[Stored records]
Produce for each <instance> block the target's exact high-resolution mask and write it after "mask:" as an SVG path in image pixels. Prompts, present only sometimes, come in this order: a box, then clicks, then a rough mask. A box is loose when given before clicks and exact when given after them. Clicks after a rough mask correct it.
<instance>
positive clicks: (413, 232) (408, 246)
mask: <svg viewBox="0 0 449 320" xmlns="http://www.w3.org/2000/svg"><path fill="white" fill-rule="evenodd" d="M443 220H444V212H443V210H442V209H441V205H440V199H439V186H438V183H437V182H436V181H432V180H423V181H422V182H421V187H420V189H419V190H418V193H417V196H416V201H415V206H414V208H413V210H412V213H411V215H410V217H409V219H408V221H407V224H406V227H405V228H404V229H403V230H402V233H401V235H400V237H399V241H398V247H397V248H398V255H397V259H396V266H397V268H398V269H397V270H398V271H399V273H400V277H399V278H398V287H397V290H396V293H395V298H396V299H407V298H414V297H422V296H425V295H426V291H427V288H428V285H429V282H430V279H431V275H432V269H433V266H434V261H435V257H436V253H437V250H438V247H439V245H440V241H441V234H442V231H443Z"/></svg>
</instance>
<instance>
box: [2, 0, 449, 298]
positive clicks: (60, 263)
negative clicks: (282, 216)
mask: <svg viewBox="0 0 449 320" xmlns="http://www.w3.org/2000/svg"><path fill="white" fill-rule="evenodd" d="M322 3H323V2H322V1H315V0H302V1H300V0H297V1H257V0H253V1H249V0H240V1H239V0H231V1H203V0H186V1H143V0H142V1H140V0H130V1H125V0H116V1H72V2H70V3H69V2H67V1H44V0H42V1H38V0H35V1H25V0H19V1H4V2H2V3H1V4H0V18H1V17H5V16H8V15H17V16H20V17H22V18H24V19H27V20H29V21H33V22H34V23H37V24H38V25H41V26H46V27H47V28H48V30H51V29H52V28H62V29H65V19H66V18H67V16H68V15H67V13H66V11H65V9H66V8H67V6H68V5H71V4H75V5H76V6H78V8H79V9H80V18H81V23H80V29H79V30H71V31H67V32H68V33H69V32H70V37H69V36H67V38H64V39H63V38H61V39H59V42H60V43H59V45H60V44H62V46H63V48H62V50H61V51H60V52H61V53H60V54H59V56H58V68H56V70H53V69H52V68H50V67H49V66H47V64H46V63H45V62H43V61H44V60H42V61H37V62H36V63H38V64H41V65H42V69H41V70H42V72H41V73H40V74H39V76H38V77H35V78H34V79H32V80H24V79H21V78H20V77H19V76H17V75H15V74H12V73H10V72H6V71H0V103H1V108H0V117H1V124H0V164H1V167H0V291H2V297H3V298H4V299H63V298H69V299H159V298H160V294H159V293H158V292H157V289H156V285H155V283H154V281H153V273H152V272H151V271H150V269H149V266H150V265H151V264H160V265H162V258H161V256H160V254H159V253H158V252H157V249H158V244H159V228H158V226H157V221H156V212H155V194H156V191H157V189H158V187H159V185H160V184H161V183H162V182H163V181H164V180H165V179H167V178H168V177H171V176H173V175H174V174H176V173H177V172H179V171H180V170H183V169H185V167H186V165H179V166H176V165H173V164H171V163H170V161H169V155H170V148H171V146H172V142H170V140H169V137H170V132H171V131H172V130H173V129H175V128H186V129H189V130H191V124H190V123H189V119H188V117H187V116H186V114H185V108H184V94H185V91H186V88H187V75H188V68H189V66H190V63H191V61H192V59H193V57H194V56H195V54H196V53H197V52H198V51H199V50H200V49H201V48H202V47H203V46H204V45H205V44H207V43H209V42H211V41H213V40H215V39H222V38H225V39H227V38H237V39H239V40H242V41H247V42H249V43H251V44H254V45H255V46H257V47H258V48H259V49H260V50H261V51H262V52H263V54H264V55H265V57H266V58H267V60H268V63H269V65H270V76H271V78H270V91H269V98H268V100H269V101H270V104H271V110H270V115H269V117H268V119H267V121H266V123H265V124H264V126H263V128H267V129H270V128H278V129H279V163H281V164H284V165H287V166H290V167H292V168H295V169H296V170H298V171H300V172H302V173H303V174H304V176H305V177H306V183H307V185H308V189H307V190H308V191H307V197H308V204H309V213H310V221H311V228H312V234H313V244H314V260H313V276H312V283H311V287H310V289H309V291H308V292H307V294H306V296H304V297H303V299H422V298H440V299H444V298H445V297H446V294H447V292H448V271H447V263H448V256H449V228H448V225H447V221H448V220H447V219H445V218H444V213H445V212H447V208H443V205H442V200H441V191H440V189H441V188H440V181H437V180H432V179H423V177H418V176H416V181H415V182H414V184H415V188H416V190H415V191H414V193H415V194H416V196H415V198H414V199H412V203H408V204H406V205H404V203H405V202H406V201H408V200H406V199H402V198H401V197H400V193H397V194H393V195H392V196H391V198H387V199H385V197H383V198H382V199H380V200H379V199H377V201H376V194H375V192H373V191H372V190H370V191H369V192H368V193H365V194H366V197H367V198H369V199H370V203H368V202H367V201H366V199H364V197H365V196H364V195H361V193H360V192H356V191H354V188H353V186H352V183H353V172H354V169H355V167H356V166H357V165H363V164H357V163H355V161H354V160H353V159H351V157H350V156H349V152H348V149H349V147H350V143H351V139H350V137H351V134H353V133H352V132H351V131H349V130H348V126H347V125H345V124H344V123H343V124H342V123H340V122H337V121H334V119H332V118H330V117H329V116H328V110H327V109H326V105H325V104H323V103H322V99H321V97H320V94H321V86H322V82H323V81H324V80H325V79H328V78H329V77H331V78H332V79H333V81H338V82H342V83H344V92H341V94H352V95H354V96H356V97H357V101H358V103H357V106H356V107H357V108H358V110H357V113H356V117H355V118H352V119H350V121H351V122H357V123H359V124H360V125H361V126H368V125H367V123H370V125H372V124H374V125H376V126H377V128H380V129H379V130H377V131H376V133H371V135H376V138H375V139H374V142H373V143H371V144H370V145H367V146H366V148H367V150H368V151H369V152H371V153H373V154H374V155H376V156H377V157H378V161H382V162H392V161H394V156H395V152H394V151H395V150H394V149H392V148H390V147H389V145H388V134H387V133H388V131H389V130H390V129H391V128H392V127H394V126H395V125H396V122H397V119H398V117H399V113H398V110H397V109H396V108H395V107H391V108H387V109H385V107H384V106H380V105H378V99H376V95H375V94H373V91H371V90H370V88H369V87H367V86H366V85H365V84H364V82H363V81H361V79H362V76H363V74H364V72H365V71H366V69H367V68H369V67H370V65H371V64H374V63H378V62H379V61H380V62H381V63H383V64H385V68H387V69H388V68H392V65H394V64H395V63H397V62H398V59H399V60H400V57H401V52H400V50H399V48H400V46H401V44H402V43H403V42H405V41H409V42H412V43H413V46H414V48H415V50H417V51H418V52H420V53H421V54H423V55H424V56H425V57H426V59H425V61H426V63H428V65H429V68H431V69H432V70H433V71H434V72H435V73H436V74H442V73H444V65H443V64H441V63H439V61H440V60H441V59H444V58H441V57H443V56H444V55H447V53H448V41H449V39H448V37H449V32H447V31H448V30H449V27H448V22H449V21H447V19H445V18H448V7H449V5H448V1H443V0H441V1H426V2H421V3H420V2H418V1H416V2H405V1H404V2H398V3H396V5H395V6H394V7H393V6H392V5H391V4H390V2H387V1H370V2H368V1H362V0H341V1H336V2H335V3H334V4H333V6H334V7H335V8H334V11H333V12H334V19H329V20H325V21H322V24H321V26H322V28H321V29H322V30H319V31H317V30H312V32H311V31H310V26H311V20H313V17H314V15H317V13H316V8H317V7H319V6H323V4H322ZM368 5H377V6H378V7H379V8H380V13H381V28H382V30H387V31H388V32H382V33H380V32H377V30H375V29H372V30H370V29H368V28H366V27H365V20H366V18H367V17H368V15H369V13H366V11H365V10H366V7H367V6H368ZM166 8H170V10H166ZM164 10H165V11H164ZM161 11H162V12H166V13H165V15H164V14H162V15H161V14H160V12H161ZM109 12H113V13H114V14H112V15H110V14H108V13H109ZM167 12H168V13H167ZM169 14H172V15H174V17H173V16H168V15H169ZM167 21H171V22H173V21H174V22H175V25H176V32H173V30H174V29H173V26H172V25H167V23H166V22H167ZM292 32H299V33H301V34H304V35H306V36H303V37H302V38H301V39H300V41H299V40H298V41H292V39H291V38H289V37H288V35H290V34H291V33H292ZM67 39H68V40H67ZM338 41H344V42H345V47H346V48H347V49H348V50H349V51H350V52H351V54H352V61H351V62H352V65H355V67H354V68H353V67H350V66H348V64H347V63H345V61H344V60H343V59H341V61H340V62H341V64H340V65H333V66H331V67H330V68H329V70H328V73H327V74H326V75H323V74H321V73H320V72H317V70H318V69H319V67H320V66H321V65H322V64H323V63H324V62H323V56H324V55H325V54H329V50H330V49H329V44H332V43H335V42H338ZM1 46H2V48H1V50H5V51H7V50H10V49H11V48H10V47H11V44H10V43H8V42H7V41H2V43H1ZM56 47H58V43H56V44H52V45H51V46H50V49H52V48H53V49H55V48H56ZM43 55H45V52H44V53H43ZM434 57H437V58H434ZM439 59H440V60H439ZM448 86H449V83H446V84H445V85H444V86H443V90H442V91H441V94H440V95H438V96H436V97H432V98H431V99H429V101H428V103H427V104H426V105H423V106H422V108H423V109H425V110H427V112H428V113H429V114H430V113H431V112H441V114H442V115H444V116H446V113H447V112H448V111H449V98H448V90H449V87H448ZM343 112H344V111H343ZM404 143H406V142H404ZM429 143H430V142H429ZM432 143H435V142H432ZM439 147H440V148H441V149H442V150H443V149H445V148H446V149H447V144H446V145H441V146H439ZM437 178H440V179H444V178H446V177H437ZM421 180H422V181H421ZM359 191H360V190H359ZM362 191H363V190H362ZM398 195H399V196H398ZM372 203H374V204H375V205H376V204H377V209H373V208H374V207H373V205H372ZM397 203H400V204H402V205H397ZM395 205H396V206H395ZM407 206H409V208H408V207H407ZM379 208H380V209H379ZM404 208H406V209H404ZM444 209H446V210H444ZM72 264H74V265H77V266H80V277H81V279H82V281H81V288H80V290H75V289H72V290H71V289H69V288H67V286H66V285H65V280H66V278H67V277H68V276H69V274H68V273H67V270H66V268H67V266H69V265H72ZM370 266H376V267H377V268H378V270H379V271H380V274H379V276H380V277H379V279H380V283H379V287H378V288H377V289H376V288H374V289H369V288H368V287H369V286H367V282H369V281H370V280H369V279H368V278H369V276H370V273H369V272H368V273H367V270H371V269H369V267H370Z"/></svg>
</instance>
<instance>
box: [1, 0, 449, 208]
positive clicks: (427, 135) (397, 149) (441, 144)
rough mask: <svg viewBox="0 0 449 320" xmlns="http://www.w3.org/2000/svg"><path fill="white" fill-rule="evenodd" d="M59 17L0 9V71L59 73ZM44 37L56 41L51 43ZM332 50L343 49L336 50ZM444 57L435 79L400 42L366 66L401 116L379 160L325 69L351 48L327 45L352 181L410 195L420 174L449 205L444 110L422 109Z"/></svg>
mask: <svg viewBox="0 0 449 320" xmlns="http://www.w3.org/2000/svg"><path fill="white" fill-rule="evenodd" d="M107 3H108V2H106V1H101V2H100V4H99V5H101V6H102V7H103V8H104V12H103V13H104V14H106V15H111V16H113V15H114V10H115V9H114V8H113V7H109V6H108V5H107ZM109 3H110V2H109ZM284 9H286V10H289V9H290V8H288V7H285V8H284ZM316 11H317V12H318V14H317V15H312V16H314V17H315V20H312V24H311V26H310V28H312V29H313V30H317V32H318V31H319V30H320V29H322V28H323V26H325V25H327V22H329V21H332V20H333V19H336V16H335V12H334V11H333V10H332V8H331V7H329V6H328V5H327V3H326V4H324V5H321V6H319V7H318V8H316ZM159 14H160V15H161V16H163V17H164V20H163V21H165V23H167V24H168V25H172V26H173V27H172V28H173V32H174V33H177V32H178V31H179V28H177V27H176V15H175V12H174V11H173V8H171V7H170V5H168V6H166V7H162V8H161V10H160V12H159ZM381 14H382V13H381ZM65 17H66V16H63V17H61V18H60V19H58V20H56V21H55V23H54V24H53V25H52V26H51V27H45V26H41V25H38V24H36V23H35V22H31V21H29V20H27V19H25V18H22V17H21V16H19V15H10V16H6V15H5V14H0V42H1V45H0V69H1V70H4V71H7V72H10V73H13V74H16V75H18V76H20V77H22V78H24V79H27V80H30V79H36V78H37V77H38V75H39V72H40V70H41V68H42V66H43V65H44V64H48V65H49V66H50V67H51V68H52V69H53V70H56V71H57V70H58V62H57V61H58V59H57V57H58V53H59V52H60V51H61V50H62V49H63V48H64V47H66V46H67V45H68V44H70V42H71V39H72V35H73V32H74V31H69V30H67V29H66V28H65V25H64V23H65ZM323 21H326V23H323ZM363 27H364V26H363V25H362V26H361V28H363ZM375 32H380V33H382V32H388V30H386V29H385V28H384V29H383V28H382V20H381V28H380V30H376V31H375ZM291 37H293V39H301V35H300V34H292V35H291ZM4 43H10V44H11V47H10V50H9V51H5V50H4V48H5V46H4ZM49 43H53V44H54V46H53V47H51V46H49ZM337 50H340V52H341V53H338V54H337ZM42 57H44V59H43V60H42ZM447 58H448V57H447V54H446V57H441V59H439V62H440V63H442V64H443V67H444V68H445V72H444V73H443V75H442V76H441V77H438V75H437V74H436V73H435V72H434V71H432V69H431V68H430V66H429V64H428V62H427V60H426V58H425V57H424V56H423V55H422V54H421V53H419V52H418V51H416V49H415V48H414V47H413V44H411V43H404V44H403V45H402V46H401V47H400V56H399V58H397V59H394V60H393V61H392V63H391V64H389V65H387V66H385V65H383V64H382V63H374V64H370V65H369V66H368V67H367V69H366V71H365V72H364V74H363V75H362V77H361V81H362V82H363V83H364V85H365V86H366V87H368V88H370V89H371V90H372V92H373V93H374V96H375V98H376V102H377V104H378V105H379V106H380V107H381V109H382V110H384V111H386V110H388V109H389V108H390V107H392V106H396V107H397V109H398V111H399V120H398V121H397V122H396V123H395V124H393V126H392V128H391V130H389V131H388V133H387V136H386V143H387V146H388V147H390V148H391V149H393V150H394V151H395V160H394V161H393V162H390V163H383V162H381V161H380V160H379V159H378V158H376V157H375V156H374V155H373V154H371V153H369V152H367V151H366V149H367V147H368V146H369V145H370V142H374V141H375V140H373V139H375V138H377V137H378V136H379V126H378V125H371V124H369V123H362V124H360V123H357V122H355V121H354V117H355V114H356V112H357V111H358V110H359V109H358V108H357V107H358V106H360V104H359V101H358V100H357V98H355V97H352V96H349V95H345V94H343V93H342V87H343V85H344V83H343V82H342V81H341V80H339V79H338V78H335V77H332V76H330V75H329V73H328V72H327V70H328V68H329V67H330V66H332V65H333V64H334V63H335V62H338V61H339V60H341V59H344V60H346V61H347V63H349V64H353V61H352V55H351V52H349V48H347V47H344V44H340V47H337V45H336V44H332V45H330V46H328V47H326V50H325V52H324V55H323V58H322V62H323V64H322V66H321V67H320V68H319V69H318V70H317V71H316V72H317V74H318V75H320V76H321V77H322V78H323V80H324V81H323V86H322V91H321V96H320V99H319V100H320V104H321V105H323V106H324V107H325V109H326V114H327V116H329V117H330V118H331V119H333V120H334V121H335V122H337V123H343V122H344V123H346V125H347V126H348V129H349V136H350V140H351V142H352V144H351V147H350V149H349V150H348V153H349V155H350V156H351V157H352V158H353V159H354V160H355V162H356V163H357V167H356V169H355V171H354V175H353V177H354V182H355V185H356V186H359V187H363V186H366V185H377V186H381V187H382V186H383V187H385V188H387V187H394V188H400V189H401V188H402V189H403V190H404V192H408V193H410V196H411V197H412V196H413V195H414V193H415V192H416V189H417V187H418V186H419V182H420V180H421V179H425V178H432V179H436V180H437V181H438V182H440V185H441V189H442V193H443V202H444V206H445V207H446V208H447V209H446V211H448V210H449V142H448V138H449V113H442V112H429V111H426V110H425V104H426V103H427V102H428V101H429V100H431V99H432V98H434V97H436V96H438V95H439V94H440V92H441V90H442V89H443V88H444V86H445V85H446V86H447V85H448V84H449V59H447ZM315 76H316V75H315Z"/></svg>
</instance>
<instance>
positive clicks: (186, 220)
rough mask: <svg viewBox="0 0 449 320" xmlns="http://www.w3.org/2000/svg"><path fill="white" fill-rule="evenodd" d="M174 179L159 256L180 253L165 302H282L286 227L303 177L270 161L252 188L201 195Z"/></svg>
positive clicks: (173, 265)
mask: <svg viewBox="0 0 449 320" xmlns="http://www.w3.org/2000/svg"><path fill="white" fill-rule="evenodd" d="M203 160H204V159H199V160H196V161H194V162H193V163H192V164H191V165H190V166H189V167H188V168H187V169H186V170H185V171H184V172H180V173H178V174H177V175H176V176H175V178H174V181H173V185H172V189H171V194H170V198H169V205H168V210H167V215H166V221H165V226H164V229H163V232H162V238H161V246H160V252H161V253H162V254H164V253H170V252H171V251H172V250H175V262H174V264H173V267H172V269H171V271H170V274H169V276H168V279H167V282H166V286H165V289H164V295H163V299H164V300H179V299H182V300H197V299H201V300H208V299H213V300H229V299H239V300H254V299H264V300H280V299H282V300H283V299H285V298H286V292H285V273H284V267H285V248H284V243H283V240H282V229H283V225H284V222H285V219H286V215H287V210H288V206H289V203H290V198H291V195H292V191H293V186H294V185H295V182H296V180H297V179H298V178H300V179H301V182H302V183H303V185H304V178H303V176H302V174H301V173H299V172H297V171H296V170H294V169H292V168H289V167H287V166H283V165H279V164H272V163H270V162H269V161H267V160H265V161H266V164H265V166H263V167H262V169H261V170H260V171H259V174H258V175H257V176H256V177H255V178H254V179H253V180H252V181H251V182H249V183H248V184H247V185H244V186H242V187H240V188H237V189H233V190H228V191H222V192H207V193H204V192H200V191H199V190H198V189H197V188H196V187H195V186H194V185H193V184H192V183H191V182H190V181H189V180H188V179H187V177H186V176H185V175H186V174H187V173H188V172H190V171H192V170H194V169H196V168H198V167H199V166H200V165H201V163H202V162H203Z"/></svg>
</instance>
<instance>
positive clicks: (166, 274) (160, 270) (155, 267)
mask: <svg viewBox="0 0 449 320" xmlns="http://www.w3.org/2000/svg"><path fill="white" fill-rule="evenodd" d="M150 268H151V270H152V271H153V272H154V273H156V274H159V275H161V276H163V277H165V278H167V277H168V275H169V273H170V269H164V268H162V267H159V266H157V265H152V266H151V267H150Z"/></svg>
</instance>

EXERCISE REQUIREMENTS: Look through the entries above; copy each line where the string "positive" appears.

EXPECTED ANSWER:
positive clicks: (413, 232) (408, 246)
positive clicks: (60, 263)
positive clicks: (427, 135) (397, 149) (441, 144)
positive clicks: (186, 220)
positive clicks: (173, 265)
positive clicks: (166, 274) (160, 270) (155, 267)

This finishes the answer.